09/16/2025 | News release | Distributed by Public on 09/16/2025 06:42
A new peer-reviewed study in Endangered Species Research finds that incorporating maps of copepod aggregations into North Atlantic right whale density models could improve those models' predictions. The study used data on aggregations of three copepod species collected 2003-2017 from Cape Hatteras, North Carolina, to the Scotian Shelf in Canada. Scientists on the Northeast Fisheries Science Center's Ecosystem Monitoring Survey collected that data.
Under the Marine Mammal Protection Act and the Endangered Species Act, NOAA Fisheries studies marine mammals, including endangered North Atlantic right whales. We find ways to reduce risks posed to them by human activities and environmental change to recover and protect species.
Modeling Right Whale Distribution Supports Proactive Management
There are approximately 370 North Atlantic right whales remaining, including only about 70 reproductively active females. Right whales feed on copepods, a type of zooplankton. They forage off the Northeast coast of the United States and Canada in the winter and spring when copepods are most abundant there. Their foraging grounds overlap with shipping, fishing, and other human activities. This puts them at risk of entanglement and vessel strikes, the two primary causes of right whale deaths. Changes in climate and oceanographic conditions are shifting the availability of copepods and thus the distribution of whales. Modeling right whale distribution allows for effective management to prevent human-caused whale deaths and injuries. Examples of this include Right Whale Slow Zones and Dynamic Management Areas.

● ● ● ●

Task item » According to the news release, what are the two primary causes of right whale deaths?

[Stored dataset items]
● ● ● ●

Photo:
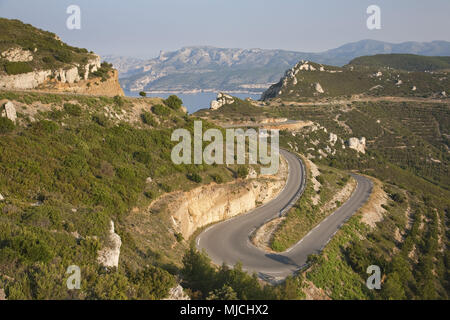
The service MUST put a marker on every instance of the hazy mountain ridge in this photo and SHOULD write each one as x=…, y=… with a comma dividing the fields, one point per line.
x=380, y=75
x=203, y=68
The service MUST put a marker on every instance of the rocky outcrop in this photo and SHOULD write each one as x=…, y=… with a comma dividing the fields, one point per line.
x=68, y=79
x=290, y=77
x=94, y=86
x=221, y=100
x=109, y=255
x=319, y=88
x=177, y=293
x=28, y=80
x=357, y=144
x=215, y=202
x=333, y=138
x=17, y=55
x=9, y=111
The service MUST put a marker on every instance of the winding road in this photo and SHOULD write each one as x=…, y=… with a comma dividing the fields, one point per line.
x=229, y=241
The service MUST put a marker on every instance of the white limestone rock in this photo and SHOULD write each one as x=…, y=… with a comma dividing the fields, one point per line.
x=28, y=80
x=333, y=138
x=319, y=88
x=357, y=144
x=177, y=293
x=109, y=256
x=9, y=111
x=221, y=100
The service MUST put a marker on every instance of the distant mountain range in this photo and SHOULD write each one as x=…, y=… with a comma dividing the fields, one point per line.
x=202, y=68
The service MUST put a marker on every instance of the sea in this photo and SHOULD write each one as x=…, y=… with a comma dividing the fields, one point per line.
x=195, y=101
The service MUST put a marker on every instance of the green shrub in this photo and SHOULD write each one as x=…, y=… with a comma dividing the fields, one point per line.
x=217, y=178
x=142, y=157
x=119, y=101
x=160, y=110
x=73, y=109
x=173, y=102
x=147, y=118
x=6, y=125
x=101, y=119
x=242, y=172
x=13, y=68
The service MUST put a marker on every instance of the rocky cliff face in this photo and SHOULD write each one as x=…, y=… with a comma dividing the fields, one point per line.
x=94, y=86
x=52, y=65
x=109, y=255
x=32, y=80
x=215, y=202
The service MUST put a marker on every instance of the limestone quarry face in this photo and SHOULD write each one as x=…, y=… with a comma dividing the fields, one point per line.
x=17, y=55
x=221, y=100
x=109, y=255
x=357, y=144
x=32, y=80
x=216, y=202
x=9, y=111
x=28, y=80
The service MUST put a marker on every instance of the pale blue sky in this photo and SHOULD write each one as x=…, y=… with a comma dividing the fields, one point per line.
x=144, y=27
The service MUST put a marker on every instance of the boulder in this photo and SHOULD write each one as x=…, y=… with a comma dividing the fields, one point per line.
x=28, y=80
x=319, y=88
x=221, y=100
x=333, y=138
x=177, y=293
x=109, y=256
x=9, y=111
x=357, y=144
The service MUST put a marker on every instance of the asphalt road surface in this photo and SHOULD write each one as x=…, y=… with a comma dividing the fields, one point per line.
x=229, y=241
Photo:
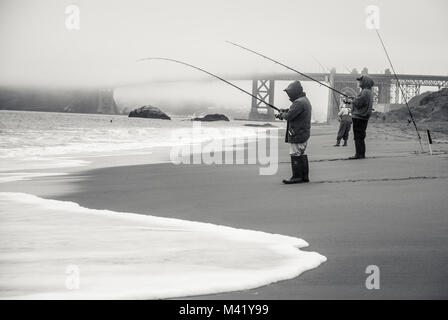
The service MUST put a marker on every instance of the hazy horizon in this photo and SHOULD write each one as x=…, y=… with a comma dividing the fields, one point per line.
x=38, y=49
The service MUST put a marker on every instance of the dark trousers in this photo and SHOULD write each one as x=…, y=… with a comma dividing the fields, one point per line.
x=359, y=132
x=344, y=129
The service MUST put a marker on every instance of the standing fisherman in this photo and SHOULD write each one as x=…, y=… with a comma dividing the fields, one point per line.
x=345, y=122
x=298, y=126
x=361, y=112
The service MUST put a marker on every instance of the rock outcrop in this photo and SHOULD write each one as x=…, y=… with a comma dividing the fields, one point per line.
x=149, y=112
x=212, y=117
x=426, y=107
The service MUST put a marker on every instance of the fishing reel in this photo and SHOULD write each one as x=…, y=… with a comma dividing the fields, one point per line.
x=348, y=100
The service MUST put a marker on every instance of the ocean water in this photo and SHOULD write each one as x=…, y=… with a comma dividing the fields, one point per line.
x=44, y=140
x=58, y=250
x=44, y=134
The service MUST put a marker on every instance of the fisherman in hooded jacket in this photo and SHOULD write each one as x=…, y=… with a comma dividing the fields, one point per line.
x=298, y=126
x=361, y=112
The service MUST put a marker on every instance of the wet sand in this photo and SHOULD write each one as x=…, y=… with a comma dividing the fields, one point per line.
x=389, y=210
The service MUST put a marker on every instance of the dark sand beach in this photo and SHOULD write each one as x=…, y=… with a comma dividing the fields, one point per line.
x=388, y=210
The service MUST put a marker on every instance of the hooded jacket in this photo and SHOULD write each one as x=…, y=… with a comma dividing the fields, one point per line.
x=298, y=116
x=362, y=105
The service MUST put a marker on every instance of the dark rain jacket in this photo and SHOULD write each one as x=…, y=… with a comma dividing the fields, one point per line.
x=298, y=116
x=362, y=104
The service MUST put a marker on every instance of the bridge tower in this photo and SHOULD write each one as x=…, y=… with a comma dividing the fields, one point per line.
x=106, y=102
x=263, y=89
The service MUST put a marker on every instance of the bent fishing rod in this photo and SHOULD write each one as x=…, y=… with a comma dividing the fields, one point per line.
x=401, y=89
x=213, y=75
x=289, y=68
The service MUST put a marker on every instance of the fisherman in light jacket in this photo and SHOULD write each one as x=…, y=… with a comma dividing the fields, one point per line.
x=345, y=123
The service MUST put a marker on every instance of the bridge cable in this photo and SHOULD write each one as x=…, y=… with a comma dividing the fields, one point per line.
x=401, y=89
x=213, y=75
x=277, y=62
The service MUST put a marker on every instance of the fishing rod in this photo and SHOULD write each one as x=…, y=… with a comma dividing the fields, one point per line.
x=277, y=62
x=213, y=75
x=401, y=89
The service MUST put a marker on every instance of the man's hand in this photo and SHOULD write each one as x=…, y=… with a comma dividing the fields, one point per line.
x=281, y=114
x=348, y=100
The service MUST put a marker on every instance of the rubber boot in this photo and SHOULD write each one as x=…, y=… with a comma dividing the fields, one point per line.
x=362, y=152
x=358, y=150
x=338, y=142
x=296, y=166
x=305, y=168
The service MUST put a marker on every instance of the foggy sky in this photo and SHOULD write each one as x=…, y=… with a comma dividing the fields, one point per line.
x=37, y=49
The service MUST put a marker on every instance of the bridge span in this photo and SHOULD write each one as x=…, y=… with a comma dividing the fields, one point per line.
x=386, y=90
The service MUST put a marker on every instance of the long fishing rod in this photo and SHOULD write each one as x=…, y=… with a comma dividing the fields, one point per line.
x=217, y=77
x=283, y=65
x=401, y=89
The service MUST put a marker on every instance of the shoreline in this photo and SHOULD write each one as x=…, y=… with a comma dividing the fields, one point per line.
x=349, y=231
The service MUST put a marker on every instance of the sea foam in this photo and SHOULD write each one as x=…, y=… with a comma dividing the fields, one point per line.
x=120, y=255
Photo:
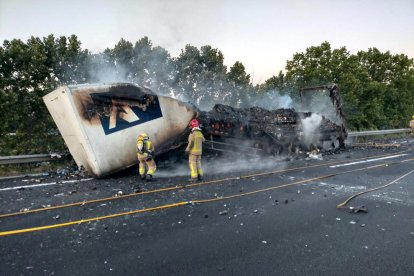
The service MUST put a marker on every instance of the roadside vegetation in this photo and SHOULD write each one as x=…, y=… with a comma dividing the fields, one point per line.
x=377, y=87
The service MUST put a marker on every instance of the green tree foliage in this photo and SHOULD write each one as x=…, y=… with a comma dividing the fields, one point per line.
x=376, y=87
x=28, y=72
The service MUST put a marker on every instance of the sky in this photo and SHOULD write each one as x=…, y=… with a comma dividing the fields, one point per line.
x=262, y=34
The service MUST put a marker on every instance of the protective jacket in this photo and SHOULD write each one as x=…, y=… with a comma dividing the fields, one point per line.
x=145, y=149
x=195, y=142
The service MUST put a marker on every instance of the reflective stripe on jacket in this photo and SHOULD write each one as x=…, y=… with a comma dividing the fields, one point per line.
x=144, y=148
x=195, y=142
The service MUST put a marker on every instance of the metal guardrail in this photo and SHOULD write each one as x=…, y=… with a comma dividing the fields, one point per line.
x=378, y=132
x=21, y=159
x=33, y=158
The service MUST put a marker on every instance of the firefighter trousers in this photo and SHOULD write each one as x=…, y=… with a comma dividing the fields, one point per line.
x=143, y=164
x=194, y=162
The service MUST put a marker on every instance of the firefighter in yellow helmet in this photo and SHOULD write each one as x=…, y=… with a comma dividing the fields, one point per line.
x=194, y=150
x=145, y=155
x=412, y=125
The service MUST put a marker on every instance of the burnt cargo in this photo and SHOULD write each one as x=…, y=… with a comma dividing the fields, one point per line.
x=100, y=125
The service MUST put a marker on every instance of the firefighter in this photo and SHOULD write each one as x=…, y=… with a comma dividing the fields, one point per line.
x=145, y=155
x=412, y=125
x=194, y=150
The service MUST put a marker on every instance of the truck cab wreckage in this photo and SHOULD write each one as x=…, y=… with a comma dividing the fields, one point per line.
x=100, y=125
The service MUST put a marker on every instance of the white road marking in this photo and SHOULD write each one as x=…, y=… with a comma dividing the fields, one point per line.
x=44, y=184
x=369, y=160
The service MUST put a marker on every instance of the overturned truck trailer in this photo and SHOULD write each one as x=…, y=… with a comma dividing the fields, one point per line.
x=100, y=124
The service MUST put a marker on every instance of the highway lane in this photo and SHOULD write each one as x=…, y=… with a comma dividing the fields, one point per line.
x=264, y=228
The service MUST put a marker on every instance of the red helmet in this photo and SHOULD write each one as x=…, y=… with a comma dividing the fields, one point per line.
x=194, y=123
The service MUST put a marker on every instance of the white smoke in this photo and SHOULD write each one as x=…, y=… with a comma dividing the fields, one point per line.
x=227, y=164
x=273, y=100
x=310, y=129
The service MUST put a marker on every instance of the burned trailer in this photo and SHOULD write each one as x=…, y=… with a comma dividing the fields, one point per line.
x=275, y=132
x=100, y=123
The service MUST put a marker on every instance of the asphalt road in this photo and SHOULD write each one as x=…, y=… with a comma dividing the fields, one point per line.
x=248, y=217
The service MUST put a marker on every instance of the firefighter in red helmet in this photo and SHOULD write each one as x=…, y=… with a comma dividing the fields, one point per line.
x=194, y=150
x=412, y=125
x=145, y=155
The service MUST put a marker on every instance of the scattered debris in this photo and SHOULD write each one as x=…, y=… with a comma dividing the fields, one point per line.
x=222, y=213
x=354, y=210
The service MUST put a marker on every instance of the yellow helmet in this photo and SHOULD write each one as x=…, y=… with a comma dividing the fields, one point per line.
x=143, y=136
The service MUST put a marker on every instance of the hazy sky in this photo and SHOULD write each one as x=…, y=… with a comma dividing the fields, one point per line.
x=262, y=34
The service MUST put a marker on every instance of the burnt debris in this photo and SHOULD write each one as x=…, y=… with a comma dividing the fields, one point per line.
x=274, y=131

● ● ● ●

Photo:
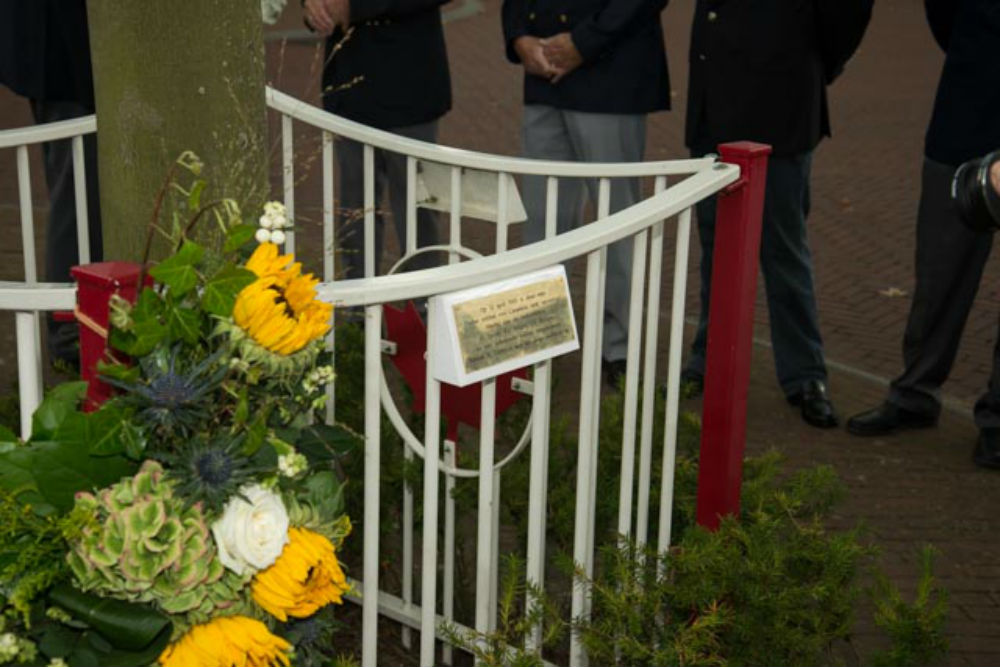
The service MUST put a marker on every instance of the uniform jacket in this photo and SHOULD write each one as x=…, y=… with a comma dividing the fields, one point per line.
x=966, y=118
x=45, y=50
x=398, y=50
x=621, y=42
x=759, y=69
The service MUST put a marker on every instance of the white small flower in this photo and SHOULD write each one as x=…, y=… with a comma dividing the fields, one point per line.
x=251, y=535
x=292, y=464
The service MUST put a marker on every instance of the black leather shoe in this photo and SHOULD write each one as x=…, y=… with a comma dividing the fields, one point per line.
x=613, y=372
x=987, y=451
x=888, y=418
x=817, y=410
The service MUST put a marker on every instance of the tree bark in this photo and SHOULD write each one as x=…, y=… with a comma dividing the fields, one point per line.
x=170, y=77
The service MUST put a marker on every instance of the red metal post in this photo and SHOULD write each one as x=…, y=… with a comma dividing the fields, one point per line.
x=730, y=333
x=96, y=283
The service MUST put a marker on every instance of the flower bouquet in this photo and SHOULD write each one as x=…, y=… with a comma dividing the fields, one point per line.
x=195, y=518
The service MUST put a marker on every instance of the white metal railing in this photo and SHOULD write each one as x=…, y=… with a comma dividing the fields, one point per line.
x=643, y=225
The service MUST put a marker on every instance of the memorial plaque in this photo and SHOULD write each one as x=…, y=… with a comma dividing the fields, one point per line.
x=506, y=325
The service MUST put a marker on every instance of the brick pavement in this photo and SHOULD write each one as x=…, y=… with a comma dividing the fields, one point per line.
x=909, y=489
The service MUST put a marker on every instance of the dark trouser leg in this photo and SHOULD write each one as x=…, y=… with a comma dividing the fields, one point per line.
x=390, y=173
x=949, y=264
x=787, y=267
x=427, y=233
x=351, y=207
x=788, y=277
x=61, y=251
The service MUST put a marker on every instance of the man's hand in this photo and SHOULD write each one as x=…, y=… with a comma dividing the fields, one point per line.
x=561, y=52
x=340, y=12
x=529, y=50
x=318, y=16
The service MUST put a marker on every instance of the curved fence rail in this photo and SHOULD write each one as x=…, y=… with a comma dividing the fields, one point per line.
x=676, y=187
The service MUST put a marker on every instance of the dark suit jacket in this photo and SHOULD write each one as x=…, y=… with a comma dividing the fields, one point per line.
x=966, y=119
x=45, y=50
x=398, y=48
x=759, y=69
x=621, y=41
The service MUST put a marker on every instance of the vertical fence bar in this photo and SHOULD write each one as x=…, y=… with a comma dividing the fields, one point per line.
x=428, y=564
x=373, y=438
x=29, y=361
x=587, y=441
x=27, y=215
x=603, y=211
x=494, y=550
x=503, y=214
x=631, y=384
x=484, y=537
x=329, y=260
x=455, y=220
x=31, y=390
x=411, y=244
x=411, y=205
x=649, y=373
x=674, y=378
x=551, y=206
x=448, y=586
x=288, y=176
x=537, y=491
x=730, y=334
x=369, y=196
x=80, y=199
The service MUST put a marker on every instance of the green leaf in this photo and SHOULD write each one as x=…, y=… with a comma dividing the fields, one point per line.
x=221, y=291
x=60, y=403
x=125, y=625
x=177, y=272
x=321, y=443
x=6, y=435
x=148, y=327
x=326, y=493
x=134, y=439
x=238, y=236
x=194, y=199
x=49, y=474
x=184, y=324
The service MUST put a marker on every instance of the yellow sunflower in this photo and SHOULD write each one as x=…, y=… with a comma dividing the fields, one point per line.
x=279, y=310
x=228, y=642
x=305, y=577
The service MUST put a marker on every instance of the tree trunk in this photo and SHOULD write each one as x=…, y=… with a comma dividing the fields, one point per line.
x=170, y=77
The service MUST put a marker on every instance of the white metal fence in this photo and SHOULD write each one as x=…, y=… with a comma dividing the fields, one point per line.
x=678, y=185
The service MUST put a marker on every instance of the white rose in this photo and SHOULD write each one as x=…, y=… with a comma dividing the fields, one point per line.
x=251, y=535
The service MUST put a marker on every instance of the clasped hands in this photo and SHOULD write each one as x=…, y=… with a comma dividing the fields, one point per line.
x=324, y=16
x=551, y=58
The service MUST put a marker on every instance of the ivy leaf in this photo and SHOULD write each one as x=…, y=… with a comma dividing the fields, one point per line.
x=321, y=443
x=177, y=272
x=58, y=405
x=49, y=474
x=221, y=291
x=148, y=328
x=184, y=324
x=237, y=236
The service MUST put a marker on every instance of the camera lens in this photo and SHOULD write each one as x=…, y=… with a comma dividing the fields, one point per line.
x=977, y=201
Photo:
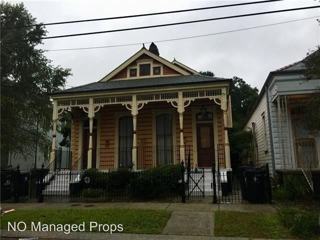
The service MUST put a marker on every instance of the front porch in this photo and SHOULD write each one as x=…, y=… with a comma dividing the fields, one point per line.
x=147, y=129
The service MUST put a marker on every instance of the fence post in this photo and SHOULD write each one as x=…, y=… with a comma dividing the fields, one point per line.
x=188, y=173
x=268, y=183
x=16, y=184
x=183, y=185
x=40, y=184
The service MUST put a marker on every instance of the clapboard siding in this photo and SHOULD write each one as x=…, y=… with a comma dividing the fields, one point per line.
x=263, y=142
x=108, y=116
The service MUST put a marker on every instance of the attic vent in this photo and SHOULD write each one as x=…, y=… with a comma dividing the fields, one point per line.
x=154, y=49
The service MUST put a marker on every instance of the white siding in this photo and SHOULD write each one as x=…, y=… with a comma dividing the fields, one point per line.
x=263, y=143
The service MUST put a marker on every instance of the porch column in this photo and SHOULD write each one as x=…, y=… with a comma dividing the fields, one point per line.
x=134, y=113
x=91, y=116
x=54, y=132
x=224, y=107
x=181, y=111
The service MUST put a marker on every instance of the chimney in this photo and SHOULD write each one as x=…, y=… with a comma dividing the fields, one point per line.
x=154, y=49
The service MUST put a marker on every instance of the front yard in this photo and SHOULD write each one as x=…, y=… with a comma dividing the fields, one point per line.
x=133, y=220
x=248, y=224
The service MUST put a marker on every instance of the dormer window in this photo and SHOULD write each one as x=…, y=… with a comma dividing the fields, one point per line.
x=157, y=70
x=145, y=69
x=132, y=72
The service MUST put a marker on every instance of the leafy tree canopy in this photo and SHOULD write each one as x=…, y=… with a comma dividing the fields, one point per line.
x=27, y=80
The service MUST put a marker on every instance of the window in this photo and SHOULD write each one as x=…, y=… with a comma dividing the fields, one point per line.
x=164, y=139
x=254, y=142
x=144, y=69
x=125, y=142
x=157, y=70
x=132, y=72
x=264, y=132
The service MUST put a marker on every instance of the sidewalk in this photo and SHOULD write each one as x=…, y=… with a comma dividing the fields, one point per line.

● ● ● ●

Answer box » Entanglement and vessel strikes.